▶ [CHALLENGE] Update the records below by replacing every occurrence of "integer pixel coordinates" with "whole-number pixel coordinates", leaving all other text unchanged. Omit the pictures from your answer.

▶ [INPUT RECORDS]
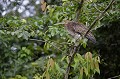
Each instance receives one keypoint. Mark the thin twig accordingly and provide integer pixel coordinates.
(79, 10)
(46, 42)
(76, 48)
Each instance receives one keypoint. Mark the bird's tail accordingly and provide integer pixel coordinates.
(91, 38)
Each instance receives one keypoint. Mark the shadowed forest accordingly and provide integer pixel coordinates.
(59, 39)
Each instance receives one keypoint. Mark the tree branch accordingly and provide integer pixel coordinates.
(76, 48)
(78, 11)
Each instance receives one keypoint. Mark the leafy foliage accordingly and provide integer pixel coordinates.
(35, 47)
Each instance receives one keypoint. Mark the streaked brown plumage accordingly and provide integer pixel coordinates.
(77, 29)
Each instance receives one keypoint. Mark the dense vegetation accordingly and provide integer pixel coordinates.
(38, 47)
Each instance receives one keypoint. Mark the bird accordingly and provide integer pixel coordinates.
(78, 30)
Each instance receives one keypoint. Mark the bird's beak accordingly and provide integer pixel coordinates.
(60, 23)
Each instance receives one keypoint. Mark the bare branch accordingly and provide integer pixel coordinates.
(78, 11)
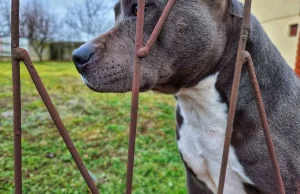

▶ [COMPLETED EXERCISE]
Each instance receives one keypoint. Mark the thin twig accordingly and provide whole-number pixel coordinates.
(79, 10)
(46, 42)
(76, 48)
Each instance receives one keypoint. Mark the bird's tail accordingly and provide whole-number pixel coordinates.
(91, 38)
Each instance receives one keypoint. Mark the shadowed forest accordingly and provide whole-number pixel coordinates.
(59, 39)
Each instance receives one keypoint. Mark the tree branch accordingly and provide whole-number pixel coordinates.
(76, 48)
(78, 11)
Each instance receives one keypoint. Mark the leafy foliage accordingly and provide whole-number pixel coordinates.
(35, 47)
Each instance receives one keypoint. Mark the streaked brown plumage accordingly and provide whole-number pixel coordinates.
(77, 29)
Each instance receives one keypoint. Mark the dense vegetation accordingly and provide whole-number pixel coordinates.
(38, 47)
Each instance receives one keypoint. Mark the bird accordingly and provide whole-number pixel coordinates.
(78, 30)
Each instance receives one keypoint. Mark the bird's beak accordingly and provide whole-number pixel coordinates.
(60, 23)
Each instance receives one keypoint. Mark the bare branch accordingly and provide whole-number pixel coordinates.
(78, 11)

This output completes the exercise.